Return the essay on humanizing Hitler below word for word, with nothing left out or changed.

■ **TEXT SHOWN**:
○ ○ ○ ○ ○ ○ ○
Humanizing Hitler

This is a thought which has needled me long enough, I believe it’s worth attempting to phrase coherently, and publicly.

A month or two ago, I watched Downfall. This film is about Hitler, and about the end of the Nazi regime as the Soviets invaded Berlin. As usual, before I chose to watch this movie I scrolled down to skim viewer comments and reviews—this was on Amazon, rather than the unfortunately review-less Netflix or similar services—and was struck that the discussion seemed to revolve around one question. Does Downfall humanize Hitler? No consensus emerged.

What has bothered me about this—bothered me enough to sit down and write—is that these commentators are debating the wrong question. The discussion I skimmed converged on two basic positions: “It doesn’t, and that’s good,” and “It does, and that’s bad.” I saw no one challenge the foundational premise of these arguments: “Humanizing Hitler is wrong.”

That premise is a moral error.
○ ○ ○ ○ ○ ○ ○
■ **DATA SHOWN**:
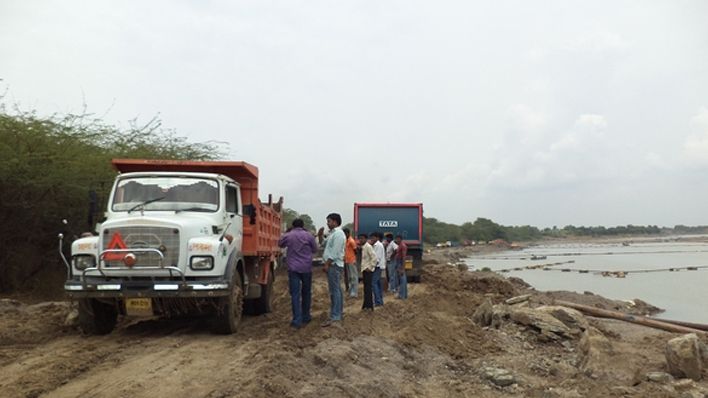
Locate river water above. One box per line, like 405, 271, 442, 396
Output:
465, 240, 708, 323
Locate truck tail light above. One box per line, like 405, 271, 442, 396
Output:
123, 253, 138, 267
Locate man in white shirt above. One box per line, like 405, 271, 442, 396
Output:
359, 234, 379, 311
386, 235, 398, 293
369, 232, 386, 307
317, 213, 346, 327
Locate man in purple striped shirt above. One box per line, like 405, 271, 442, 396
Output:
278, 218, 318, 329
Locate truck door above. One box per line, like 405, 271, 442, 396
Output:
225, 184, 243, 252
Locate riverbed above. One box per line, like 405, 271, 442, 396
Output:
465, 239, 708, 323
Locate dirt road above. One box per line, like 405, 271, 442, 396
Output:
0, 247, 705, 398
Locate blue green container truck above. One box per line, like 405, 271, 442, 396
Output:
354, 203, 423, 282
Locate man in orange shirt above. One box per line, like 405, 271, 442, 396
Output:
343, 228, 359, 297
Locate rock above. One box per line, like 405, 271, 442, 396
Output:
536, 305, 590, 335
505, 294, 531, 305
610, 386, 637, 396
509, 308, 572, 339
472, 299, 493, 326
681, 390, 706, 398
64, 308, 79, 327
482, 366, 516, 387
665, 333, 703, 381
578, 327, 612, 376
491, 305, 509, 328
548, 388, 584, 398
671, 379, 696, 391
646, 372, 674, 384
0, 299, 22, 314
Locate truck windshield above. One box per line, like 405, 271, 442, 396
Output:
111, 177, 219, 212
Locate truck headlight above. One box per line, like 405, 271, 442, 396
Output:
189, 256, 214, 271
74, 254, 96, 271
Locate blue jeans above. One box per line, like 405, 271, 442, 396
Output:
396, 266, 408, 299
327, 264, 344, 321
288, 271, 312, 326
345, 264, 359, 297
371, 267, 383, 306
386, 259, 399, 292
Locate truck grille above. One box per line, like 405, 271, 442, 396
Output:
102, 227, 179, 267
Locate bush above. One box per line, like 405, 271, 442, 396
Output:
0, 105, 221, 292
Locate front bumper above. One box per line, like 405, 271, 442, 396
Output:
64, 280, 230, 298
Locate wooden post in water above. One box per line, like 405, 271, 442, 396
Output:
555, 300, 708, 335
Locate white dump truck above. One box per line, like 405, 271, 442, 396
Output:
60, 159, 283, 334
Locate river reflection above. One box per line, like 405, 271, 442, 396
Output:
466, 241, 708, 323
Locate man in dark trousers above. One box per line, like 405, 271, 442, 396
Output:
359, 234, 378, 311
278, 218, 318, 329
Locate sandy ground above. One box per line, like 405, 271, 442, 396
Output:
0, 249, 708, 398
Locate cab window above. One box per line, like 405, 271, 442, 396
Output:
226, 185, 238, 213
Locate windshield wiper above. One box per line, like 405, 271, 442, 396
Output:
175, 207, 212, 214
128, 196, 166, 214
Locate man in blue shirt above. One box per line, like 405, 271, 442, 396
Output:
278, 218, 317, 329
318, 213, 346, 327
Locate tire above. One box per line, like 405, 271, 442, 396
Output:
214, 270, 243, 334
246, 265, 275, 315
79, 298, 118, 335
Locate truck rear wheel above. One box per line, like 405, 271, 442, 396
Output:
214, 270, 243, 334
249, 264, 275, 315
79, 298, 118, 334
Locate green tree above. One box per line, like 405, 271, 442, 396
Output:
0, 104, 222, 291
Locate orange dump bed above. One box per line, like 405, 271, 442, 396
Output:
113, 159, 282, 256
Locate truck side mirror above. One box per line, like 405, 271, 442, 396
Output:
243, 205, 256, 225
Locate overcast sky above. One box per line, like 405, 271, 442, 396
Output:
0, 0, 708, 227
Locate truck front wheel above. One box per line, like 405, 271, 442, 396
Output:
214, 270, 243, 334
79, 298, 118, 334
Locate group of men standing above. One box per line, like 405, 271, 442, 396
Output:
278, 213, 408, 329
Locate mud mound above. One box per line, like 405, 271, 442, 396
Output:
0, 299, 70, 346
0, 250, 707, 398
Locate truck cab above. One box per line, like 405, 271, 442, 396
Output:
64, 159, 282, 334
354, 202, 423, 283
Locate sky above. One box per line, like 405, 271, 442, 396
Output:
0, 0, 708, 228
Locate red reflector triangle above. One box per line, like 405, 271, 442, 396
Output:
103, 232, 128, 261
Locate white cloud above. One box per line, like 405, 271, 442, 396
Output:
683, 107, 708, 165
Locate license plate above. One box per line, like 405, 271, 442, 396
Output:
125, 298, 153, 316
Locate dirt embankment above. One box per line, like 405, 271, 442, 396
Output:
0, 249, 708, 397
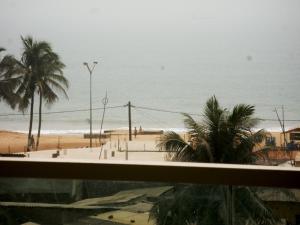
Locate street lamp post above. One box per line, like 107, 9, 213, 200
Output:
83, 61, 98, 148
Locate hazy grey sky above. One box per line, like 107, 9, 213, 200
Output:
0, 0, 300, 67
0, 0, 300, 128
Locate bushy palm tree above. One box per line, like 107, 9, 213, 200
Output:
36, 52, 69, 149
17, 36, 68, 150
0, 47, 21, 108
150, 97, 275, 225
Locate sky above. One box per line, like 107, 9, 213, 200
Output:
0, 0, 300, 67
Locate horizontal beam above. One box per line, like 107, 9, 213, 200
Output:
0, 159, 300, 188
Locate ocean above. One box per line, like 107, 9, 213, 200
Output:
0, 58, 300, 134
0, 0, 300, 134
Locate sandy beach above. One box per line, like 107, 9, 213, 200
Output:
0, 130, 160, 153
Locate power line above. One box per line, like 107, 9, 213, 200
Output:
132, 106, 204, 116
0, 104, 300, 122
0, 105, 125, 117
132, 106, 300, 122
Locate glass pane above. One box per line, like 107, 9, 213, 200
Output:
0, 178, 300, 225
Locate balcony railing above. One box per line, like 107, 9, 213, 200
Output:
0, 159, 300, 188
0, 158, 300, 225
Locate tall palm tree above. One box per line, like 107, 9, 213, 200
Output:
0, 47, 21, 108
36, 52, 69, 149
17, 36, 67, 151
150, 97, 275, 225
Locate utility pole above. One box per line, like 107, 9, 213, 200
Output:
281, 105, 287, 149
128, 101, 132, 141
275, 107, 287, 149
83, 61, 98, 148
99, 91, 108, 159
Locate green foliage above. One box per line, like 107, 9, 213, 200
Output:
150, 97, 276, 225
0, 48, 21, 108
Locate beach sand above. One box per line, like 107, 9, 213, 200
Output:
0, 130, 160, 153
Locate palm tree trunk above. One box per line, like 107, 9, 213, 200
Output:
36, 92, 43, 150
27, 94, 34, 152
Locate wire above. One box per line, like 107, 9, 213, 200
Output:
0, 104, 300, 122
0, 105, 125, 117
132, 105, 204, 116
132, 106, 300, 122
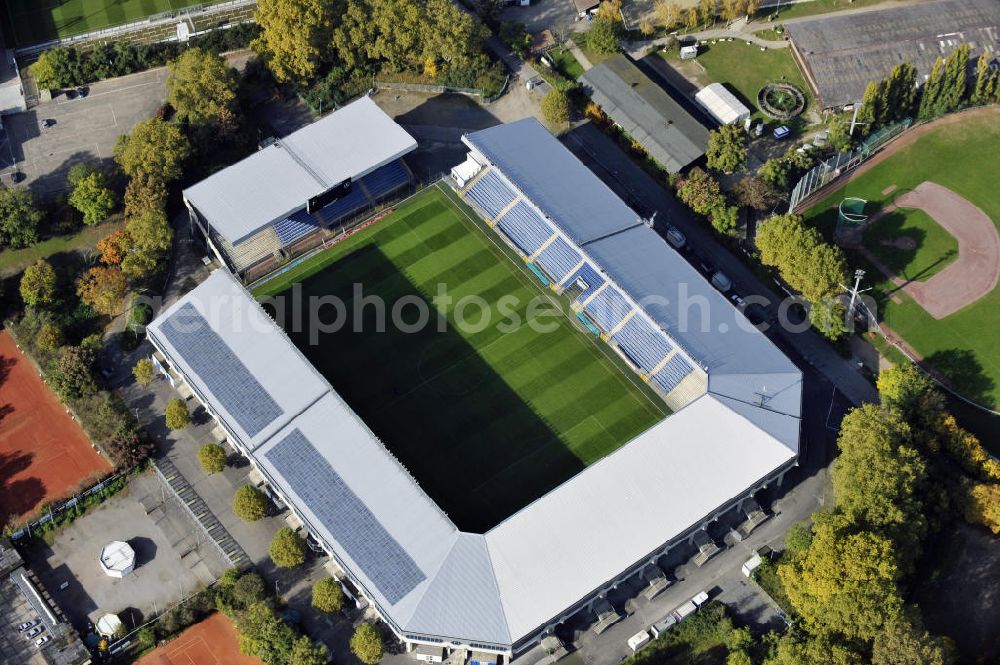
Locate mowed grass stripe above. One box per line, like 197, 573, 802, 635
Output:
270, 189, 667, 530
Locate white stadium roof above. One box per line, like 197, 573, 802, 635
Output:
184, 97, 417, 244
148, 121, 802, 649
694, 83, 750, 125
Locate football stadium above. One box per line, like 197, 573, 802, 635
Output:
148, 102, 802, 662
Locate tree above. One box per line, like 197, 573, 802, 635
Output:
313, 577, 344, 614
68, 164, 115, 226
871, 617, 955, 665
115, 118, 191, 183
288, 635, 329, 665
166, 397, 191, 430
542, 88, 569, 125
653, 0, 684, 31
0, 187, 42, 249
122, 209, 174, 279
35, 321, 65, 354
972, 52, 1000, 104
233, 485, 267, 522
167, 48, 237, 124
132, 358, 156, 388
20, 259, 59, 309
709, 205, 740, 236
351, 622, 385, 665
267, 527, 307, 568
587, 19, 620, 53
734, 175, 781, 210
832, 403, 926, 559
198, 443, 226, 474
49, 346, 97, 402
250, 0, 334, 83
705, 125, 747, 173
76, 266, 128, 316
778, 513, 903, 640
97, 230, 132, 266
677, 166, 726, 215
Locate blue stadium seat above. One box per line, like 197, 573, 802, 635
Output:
○ ○ ○ ○ ○ ○ ○
■ **FINISHED TASK**:
Humanizing Hitler

This is a thought which has needled me long enough, I believe it’s worth attempting to phrase coherently, and publicly.

A month or two ago, I watched Downfall. This film is about Hitler, and about the end of the Nazi regime as the Soviets invaded Berlin. As usual, before I chose to watch this movie I scrolled down to skim viewer comments and reviews—this was on Amazon, rather than the unfortunately review-less Netflix or similar services—and was struck that the discussion seemed to revolve around one question. Does Downfall humanize Hitler? No consensus emerged.

What has bothered me about this—bothered me enough to sit down and write—is that these commentators are debating the wrong question. The discussion I skimmed converged on two basic positions: “It doesn’t, and that’s good,” and “It does, and that’s bad.” I saw no one challenge the foundational premise of these arguments: “Humanizing Hitler is wrong.”

That premise is a moral error.